We didn’t even get three kicks in before Israeli soldiers told us to stop. Of course we didn’t take them too seriously at first (who the hell has a problem with soccer?) and kept on aimlessly kicking around. The soldiers got more insistent so we stopped what we were doing; as some of us moved the game to the top of very steep hill, the rest stayed to negotiate and argue. “These kids live here, and you’re telling them that they can’t play here? Where else are they supposed to play?”
To this, the soldier –an American serving in the Israeli military– responded, “For you to try to make the children play here is very irresponsible. This is seen as provocative, you know. The Jews see a crowd of Arabs and they will then throw stones, just as when Arabs see a crowd of Jews they will throw stones. My job is to keep the peace here and protect the Jews. You can go play at the top of the street.” He said this despite the fact that the soldiers regularly allow the Jewish settlers to play in their army posts at the top of Tel Rumeida street, right next to Palestinian homes.

DATA RECORDS:
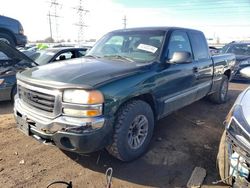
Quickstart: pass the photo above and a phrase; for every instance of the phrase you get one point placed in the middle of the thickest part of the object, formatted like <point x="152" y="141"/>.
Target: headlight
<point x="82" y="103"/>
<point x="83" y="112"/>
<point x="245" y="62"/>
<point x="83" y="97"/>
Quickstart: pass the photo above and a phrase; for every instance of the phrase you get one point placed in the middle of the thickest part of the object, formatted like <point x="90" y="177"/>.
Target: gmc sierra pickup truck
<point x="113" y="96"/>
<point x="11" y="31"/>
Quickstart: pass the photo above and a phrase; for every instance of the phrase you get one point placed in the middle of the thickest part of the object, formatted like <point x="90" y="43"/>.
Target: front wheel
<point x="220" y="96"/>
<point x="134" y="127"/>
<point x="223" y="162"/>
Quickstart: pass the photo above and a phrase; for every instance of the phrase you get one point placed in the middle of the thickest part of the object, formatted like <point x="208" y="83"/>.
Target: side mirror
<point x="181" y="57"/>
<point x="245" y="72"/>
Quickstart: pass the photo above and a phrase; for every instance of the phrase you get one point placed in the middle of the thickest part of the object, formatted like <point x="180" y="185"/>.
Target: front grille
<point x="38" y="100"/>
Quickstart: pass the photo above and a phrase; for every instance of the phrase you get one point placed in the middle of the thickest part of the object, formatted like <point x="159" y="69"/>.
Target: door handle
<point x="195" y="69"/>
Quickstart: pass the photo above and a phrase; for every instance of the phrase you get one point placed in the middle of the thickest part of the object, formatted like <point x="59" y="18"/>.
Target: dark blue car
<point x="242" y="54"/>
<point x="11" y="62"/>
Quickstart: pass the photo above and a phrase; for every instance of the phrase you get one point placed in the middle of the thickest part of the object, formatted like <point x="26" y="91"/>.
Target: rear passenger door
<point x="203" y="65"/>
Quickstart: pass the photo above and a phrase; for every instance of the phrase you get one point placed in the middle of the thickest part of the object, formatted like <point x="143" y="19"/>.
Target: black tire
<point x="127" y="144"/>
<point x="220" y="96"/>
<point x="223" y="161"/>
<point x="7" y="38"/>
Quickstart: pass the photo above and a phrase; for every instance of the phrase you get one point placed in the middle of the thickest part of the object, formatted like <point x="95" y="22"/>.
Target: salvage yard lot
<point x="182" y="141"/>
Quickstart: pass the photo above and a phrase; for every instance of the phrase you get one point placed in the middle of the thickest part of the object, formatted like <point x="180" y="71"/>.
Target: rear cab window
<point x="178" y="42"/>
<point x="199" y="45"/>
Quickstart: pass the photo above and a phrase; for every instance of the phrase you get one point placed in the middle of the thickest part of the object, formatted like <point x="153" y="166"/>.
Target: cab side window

* * *

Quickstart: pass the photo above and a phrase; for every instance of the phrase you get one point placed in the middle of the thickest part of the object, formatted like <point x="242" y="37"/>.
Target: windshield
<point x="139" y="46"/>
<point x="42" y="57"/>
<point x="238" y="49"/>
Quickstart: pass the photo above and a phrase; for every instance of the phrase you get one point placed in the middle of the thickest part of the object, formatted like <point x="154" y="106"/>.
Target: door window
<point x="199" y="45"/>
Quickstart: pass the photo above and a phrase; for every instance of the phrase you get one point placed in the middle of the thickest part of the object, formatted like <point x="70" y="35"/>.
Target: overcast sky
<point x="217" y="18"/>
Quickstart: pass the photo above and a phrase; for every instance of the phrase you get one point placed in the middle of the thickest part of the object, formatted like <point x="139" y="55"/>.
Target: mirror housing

EXERCISE OBJECTIVE:
Reproduce the account of the soccer game stopped by soldiers, above, in full and word for word.

ANSWER BELOW:
We didn’t even get three kicks in before Israeli soldiers told us to stop. Of course we didn’t take them too seriously at first (who the hell has a problem with soccer?) and kept on aimlessly kicking around. The soldiers got more insistent so we stopped what we were doing; as some of us moved the game to the top of very steep hill, the rest stayed to negotiate and argue. “These kids live here, and you’re telling them that they can’t play here? Where else are they supposed to play?”
To this, the soldier –an American serving in the Israeli military– responded, “For you to try to make the children play here is very irresponsible. This is seen as provocative, you know. The Jews see a crowd of Arabs and they will then throw stones, just as when Arabs see a crowd of Jews they will throw stones. My job is to keep the peace here and protect the Jews. You can go play at the top of the street.” He said this despite the fact that the soldiers regularly allow the Jewish settlers to play in their army posts at the top of Tel Rumeida street, right next to Palestinian homes.